*** Records to process ***
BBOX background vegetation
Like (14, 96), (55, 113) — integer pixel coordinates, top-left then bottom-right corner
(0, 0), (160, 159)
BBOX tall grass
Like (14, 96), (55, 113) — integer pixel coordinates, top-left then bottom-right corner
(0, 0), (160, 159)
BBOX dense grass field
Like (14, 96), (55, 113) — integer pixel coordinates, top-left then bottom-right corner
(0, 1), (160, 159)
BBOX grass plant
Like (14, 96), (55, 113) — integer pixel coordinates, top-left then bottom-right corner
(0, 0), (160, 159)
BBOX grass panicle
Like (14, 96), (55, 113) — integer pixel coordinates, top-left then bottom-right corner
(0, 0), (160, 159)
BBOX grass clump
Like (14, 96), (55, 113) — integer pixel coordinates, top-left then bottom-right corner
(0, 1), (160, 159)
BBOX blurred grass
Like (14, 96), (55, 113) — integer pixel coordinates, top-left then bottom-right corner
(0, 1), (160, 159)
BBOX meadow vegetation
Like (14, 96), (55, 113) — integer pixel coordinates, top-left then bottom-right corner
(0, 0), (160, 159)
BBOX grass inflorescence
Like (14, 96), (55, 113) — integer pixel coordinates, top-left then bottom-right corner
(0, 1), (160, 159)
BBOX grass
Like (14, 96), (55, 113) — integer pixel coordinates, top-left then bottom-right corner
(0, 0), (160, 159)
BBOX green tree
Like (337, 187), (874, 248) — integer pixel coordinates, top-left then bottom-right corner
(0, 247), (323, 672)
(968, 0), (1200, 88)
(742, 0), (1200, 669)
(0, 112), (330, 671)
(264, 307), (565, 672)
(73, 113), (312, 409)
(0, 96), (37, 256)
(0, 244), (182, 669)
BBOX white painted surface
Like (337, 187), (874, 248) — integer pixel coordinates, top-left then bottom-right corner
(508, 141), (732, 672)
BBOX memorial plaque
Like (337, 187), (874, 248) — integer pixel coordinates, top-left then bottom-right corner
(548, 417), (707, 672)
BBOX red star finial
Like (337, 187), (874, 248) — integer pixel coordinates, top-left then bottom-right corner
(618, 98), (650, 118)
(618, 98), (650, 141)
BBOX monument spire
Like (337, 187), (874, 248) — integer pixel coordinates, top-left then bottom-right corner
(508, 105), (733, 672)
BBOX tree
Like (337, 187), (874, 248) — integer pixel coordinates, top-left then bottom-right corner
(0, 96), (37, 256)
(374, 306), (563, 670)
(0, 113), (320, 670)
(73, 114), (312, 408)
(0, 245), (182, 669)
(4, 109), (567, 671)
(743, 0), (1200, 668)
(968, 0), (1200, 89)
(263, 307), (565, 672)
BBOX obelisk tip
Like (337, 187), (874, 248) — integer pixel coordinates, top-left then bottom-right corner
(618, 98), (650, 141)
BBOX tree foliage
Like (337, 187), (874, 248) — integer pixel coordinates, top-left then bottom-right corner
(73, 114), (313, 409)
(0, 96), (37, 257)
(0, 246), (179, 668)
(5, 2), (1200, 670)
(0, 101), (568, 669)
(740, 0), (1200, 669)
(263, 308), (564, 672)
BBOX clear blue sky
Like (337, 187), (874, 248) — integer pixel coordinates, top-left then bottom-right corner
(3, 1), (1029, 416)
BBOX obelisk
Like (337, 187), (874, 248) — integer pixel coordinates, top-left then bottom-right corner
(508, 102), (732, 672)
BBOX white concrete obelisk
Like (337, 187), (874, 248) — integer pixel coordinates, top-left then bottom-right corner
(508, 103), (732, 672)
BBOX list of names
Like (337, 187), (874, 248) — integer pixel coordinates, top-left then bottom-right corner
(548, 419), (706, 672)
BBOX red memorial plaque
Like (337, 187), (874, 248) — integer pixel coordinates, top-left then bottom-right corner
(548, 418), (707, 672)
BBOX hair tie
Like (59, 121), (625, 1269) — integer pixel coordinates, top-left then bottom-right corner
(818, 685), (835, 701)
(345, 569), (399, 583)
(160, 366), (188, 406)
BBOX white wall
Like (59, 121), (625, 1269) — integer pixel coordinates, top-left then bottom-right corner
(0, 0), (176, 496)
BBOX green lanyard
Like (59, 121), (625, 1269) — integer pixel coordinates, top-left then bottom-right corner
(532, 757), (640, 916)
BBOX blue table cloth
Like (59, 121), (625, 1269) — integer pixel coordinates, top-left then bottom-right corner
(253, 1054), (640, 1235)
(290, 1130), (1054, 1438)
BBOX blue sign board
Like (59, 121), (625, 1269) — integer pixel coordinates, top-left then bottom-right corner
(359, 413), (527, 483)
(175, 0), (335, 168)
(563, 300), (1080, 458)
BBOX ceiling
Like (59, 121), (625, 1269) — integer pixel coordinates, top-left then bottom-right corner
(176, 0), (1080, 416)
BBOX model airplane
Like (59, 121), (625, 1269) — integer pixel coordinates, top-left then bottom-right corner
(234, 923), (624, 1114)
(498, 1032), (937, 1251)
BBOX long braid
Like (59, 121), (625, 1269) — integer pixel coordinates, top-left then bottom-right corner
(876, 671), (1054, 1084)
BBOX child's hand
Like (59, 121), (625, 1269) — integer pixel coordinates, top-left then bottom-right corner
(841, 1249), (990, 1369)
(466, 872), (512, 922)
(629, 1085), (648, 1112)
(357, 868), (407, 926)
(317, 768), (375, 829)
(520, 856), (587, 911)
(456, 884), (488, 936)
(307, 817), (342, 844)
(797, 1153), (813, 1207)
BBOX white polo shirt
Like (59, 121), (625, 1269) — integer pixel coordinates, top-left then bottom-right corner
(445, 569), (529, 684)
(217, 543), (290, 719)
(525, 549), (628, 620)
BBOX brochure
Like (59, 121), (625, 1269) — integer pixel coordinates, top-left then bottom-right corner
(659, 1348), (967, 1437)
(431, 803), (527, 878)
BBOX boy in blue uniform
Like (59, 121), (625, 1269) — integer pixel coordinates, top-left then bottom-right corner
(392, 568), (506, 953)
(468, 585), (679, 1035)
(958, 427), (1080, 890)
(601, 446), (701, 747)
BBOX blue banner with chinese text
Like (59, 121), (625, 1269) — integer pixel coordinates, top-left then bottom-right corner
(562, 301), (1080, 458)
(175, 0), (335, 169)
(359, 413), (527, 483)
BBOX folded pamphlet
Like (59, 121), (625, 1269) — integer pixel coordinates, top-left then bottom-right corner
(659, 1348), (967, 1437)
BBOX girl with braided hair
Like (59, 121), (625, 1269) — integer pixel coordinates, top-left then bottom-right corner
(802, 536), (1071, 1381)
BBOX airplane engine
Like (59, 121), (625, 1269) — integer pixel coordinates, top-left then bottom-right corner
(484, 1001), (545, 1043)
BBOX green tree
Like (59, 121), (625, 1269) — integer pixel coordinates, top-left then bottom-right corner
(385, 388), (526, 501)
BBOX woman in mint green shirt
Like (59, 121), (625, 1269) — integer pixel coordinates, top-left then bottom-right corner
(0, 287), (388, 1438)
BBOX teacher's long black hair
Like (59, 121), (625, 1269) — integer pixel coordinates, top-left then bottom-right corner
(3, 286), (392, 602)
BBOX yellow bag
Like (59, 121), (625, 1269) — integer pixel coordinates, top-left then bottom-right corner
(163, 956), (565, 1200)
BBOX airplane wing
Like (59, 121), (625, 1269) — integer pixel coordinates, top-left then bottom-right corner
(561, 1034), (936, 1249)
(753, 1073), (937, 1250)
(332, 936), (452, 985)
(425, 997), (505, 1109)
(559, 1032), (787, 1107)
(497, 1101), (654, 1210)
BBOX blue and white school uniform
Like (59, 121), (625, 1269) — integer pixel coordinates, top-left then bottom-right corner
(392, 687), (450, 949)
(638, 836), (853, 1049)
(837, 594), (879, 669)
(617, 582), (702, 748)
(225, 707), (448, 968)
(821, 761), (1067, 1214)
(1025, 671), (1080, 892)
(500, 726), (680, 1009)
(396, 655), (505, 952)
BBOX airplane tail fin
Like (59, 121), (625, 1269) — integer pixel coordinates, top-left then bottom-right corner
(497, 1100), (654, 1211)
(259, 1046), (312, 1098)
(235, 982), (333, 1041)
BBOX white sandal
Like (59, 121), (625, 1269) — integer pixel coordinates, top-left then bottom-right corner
*** End of Records to process ***
* _Exercise description_
Using the records above, copy every line that has the word "blue" in it.

* _Written response_
BBOX clear blue sky
BBOX blue table cloth
BBOX blue sign board
BBOX boy in blue uniform
BBOX blue banner with chinese text
BBOX blue and white school uniform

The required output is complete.